● **Exercise**
Nothing but the lines from the first line of the records through the line with "Find the rear tire;" should be output, exactly as written and free of pictures.

Image-grounded pointing data:
+++++
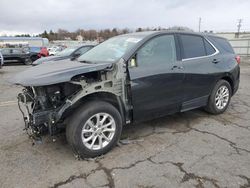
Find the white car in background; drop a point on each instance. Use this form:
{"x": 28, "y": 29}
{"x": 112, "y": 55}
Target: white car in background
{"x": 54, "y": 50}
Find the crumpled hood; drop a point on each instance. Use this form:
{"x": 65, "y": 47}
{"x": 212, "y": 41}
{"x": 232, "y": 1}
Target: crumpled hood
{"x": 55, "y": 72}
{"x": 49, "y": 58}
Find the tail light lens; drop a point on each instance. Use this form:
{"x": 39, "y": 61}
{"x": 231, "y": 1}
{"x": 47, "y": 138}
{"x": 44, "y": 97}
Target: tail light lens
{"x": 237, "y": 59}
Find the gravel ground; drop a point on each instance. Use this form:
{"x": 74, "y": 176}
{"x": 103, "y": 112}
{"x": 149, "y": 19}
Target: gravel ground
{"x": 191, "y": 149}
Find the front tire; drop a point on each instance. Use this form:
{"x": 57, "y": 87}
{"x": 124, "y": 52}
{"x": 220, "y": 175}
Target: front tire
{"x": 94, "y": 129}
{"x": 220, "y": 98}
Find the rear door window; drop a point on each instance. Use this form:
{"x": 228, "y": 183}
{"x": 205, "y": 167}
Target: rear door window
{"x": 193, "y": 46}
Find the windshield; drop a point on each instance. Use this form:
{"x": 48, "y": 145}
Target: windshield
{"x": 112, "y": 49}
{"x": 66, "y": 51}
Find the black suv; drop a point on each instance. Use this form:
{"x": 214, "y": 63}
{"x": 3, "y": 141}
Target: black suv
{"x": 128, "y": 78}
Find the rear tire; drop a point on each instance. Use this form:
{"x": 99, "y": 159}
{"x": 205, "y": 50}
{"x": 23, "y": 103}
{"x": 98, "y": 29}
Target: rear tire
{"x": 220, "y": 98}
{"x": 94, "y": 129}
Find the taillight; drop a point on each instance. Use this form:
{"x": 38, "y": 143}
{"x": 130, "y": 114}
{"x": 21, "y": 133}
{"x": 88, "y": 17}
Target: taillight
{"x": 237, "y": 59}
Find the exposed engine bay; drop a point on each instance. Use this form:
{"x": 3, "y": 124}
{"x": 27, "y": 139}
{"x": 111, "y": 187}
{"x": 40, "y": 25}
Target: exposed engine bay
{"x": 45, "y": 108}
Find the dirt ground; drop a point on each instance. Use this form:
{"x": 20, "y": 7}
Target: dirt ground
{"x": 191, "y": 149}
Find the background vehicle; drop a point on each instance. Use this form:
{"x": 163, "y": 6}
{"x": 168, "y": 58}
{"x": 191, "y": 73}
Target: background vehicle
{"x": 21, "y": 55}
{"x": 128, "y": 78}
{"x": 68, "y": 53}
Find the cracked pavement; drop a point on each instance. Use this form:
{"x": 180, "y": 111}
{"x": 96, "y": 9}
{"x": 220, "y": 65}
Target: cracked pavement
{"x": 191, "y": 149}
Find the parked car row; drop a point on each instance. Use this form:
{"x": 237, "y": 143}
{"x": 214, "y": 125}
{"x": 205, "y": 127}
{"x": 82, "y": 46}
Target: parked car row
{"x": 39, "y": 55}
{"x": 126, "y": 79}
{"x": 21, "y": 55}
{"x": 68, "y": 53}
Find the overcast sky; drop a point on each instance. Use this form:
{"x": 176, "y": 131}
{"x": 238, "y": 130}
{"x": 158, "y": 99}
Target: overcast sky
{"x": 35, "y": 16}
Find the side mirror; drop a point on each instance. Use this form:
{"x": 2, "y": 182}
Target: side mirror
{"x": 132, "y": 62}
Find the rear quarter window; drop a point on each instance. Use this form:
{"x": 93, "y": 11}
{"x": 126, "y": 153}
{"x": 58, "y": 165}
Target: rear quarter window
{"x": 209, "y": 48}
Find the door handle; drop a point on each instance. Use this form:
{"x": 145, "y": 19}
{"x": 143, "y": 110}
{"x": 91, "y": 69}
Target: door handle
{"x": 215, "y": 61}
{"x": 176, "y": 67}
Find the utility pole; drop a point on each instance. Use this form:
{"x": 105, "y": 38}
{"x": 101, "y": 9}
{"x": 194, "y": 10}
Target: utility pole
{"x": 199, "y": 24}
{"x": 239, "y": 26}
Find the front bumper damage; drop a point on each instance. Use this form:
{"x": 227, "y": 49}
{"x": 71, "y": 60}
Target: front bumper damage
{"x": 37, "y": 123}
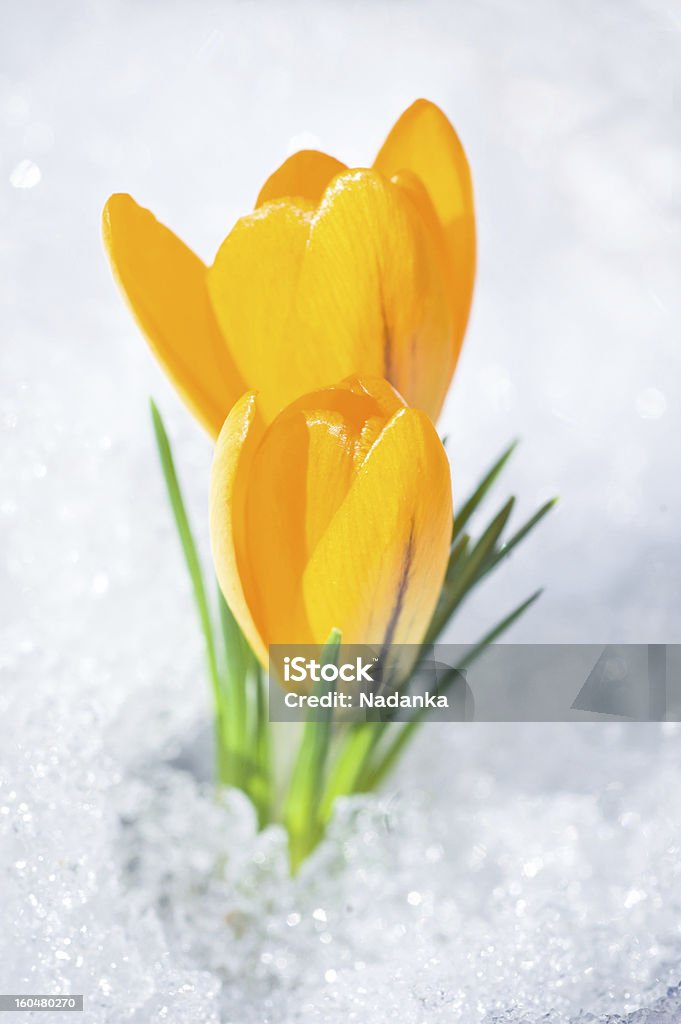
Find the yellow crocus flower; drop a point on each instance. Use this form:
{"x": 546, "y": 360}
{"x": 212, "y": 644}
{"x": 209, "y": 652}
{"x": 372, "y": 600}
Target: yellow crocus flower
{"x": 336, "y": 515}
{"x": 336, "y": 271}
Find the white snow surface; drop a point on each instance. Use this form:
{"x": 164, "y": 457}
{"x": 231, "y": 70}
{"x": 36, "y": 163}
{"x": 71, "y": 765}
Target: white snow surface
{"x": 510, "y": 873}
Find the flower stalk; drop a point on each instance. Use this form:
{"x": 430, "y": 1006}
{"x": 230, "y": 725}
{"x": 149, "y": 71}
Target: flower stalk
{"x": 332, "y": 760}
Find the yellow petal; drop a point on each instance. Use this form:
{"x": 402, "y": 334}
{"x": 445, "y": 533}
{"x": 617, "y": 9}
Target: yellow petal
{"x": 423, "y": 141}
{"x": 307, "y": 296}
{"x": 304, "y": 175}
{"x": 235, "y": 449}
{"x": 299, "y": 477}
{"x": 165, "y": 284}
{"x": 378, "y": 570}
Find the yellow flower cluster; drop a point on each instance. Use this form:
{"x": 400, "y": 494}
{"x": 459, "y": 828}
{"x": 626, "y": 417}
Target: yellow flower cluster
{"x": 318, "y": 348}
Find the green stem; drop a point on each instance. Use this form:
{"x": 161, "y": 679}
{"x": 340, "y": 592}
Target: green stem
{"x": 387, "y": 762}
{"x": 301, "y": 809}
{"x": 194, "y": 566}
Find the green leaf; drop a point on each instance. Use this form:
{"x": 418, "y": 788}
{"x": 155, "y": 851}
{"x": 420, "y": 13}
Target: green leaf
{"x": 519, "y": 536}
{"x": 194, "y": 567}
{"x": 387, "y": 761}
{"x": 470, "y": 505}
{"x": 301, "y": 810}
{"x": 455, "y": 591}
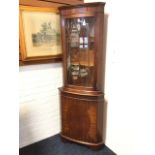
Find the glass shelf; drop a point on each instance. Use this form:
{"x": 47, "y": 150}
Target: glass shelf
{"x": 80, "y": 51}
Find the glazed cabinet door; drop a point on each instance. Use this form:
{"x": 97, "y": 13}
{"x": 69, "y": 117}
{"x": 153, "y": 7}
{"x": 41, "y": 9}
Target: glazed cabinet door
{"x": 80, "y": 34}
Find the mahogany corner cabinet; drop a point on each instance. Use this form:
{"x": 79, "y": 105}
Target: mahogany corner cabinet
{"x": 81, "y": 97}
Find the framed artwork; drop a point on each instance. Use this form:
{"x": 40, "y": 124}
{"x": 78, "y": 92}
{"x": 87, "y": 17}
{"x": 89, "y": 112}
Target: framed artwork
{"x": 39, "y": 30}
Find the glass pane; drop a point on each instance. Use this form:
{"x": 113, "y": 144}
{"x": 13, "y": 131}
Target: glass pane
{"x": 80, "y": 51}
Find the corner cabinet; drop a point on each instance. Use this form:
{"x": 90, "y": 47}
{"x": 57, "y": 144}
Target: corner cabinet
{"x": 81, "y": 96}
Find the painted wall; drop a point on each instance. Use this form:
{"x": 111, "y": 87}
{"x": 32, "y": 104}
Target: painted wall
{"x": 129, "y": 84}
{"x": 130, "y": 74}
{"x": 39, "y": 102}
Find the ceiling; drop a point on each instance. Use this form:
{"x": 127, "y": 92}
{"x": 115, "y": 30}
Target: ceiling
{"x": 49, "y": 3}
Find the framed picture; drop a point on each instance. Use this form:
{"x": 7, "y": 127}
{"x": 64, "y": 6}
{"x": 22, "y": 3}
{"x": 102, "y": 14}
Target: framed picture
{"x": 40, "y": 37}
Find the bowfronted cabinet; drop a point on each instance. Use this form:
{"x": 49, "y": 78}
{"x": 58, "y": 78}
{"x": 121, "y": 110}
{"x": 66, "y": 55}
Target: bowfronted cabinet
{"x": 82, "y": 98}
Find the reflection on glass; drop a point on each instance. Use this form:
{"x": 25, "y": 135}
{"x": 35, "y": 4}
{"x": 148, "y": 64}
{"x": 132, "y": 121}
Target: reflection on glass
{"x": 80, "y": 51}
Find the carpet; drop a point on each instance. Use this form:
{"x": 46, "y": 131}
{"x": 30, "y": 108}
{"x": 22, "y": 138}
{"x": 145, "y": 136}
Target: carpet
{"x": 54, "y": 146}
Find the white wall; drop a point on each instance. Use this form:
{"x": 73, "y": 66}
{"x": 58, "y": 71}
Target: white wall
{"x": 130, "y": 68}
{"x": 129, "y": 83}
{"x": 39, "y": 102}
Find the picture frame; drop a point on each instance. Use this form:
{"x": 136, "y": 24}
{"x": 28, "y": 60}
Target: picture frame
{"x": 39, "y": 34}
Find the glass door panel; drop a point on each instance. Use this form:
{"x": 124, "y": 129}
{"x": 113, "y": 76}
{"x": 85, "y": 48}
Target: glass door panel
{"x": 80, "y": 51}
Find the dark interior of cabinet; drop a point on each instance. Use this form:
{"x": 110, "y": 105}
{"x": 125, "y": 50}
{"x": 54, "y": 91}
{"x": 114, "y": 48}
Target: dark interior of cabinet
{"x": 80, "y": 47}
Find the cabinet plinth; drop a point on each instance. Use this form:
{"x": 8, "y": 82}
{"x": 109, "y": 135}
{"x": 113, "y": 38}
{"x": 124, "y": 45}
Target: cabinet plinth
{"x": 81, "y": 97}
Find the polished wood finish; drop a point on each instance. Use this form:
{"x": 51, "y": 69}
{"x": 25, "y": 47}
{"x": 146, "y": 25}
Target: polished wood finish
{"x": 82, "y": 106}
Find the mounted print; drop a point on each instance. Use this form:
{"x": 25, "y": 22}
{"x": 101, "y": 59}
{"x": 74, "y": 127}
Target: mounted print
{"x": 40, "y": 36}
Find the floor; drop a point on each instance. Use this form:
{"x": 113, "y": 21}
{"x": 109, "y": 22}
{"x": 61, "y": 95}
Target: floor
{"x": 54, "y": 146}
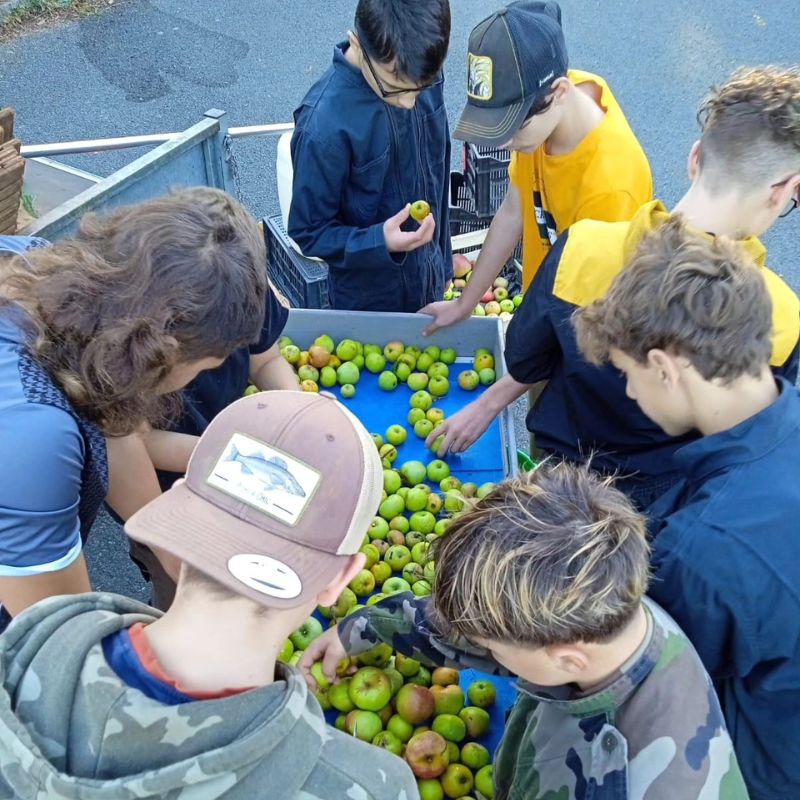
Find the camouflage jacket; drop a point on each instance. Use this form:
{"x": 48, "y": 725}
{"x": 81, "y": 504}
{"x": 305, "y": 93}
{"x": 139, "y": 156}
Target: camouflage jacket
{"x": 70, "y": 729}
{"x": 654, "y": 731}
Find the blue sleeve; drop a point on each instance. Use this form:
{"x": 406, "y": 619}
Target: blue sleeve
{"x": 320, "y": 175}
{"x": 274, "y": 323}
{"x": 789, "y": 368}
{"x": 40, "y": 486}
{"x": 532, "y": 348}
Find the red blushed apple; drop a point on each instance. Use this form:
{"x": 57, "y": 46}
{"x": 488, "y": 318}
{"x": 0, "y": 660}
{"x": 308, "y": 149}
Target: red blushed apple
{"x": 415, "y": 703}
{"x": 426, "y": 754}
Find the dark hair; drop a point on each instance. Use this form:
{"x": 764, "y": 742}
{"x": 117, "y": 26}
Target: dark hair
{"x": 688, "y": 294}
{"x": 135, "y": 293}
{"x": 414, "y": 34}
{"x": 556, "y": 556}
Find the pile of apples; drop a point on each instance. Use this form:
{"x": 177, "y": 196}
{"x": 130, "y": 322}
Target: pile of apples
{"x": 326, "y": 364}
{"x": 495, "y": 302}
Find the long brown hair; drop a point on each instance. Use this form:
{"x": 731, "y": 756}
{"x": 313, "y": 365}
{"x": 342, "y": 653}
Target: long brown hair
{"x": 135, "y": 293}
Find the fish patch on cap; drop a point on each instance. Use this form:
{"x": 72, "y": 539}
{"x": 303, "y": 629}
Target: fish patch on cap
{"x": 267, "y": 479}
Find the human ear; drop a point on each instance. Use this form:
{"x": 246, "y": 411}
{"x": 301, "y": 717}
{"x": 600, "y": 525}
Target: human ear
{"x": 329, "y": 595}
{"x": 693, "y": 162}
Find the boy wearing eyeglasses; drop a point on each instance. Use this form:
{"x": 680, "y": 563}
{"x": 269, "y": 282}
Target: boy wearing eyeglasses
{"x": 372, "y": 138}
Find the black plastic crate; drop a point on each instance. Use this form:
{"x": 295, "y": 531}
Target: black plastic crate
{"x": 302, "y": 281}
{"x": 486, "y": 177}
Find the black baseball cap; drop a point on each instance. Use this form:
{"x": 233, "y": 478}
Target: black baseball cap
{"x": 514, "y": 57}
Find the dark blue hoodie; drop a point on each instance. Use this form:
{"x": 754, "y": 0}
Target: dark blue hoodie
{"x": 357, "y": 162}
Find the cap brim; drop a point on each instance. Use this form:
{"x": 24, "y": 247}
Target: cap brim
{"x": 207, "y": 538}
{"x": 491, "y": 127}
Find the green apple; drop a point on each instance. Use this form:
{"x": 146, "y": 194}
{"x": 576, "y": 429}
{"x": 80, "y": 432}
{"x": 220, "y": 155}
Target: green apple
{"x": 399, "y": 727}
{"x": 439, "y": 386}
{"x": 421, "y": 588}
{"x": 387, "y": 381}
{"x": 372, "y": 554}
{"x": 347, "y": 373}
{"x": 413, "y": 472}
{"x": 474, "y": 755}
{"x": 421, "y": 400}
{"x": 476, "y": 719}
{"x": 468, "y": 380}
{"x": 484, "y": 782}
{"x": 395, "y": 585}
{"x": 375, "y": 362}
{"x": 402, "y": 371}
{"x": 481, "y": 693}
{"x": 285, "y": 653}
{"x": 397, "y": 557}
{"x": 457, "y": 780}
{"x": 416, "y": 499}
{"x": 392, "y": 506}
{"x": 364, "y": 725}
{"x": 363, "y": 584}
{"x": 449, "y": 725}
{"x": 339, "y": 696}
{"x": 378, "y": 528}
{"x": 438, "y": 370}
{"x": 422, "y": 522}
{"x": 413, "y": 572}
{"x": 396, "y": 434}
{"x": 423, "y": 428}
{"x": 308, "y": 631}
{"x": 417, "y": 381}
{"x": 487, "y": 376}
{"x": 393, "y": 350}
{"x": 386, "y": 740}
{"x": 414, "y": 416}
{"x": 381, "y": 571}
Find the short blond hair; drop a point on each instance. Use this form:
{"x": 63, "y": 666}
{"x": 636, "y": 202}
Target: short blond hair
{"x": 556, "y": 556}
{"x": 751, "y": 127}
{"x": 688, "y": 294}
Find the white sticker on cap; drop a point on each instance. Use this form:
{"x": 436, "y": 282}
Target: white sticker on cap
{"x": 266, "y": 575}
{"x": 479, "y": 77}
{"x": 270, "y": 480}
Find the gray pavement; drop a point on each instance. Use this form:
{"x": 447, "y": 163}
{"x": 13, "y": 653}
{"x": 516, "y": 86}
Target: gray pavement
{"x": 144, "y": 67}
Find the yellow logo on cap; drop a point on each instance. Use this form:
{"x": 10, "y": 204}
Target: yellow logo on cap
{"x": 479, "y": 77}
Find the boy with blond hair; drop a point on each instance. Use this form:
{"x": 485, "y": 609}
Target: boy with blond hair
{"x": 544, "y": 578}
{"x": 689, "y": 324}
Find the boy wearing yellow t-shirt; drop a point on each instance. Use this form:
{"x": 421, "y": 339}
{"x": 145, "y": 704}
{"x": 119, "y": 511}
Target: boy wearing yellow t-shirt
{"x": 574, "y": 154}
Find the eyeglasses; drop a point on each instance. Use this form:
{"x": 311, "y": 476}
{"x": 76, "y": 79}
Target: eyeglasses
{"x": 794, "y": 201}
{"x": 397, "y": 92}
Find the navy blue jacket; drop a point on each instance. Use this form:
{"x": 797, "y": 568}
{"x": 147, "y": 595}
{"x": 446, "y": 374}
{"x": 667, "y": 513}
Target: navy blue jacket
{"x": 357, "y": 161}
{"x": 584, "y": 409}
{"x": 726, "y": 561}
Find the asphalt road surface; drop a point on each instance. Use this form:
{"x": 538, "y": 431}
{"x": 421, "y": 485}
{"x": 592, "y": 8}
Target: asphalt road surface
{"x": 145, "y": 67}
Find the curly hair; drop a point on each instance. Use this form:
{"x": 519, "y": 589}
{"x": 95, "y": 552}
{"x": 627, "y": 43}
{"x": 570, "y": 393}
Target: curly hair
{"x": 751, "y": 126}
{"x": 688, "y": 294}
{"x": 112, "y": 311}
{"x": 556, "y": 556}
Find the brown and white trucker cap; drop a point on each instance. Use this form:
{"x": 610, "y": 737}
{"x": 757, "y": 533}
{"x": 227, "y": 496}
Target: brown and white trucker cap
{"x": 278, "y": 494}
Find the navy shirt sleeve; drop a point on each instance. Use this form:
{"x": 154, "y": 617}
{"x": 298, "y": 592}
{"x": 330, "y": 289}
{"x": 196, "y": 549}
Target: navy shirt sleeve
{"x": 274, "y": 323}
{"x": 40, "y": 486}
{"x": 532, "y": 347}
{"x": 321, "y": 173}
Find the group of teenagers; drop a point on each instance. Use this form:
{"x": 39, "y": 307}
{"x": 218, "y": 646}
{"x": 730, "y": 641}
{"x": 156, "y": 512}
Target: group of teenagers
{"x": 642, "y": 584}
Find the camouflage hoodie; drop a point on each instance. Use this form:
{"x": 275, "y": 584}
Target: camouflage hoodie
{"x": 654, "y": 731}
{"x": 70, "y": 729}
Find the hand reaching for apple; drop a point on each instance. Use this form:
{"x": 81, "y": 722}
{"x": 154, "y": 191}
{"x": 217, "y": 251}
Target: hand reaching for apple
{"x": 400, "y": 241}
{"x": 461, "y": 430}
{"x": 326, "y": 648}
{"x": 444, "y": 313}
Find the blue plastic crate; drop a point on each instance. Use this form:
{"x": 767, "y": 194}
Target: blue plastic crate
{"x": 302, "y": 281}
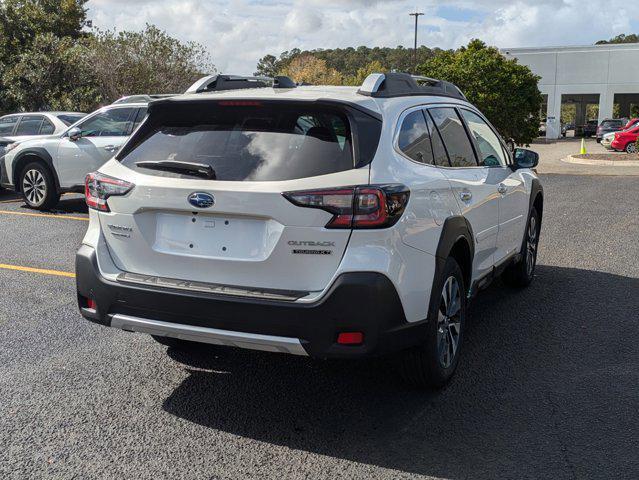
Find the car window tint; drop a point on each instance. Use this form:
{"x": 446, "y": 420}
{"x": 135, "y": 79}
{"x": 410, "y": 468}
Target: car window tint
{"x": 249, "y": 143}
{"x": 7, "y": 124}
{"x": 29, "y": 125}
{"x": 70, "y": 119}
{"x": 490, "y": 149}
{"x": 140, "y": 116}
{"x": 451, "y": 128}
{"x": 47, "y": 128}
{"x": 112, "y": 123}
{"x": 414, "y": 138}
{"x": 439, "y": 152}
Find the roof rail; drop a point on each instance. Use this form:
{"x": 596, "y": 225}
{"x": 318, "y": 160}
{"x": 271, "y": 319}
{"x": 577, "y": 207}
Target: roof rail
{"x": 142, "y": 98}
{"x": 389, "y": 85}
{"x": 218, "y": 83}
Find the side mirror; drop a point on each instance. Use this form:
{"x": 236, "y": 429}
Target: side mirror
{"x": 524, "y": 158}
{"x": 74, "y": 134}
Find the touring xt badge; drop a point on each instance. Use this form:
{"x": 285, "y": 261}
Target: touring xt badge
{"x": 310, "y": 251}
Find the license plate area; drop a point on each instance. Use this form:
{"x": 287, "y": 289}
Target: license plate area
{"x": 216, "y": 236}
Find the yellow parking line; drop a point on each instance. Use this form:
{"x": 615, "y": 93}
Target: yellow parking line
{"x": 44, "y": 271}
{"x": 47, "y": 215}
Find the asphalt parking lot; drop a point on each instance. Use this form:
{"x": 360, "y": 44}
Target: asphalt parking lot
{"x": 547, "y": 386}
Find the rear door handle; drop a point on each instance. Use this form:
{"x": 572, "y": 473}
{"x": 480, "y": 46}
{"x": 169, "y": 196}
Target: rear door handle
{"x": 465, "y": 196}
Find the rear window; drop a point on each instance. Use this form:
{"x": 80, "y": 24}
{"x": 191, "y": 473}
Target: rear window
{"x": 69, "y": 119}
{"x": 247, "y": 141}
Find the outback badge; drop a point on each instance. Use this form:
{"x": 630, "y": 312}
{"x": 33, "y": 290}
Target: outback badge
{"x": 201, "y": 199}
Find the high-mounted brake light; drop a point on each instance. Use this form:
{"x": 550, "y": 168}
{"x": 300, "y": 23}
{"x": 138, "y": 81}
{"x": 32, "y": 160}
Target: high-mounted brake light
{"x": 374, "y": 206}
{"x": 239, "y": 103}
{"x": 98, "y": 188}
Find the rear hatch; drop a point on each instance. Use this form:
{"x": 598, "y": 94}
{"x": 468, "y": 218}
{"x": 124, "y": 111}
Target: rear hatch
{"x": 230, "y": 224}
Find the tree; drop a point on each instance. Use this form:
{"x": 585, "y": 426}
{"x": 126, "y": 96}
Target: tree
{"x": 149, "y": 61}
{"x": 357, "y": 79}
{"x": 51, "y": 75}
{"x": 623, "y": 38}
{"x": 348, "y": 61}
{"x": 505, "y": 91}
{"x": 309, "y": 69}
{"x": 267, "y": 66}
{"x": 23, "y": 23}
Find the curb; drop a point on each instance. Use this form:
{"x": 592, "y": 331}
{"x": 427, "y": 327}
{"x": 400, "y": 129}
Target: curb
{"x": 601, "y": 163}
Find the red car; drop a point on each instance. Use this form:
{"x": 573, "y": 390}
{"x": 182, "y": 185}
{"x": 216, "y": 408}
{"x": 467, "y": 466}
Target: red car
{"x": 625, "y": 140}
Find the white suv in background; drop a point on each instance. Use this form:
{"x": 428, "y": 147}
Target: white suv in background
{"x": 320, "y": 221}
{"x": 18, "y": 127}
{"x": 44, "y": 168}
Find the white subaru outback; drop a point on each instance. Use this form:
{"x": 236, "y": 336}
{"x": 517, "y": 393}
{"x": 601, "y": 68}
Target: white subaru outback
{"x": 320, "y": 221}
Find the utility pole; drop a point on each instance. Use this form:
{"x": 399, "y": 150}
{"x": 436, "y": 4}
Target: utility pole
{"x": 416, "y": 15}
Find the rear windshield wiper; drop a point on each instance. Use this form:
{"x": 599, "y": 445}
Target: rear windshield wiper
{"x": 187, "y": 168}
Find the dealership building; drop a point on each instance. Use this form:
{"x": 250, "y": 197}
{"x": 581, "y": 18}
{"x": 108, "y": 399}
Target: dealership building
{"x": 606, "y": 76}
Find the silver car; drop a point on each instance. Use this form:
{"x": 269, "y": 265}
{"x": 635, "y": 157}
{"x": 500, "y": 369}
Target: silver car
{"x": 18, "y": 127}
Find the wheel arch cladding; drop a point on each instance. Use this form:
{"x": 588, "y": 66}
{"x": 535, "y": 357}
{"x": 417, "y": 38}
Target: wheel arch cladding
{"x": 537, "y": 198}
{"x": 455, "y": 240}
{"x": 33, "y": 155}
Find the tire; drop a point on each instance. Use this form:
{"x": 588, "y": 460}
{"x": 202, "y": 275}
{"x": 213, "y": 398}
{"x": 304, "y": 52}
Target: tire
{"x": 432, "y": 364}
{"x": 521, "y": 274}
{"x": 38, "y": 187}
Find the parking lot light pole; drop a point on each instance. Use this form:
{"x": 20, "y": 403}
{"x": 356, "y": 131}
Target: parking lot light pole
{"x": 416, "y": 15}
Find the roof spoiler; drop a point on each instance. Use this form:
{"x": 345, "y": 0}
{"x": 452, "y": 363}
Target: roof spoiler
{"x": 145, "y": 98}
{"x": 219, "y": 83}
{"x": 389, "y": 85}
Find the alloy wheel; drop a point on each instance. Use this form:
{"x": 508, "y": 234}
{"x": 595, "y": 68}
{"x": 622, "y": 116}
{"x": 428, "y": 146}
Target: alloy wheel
+++++
● **Exercise answer**
Find the white car in background; drop a point on each instance. Use this form:
{"x": 28, "y": 29}
{"x": 112, "y": 55}
Target: white car in background
{"x": 54, "y": 50}
Find the crumpled hood; drop a point on each instance. Use this form:
{"x": 65, "y": 47}
{"x": 212, "y": 41}
{"x": 232, "y": 1}
Target: crumpled hood
{"x": 55, "y": 72}
{"x": 49, "y": 58}
Find the tail light lens; drop a point on each instance. Use this form:
{"x": 39, "y": 61}
{"x": 231, "y": 1}
{"x": 47, "y": 138}
{"x": 44, "y": 97}
Target: tail light lens
{"x": 237, "y": 59}
Find the gravel ground; drop a point on each instance. Use this form:
{"x": 74, "y": 176}
{"x": 103, "y": 112}
{"x": 149, "y": 19}
Target: gravel ground
{"x": 191, "y": 149}
Find the front tire; drop a point on each instance. Use this form:
{"x": 57, "y": 87}
{"x": 124, "y": 52}
{"x": 220, "y": 175}
Target: front tire
{"x": 94, "y": 129}
{"x": 220, "y": 98}
Find the rear door window; drop a point on each instance. Use this form:
{"x": 228, "y": 183}
{"x": 205, "y": 167}
Target: rear door window
{"x": 193, "y": 46}
Find the windshield; drop a point on each instance. Use this form:
{"x": 48, "y": 145}
Target: windshield
{"x": 112, "y": 49}
{"x": 66, "y": 51}
Find the black suv; drop a point on each instance. Use this form:
{"x": 214, "y": 63}
{"x": 3, "y": 141}
Target: black suv
{"x": 128, "y": 78}
Find the rear tire; drop a point on each instance. Use this form:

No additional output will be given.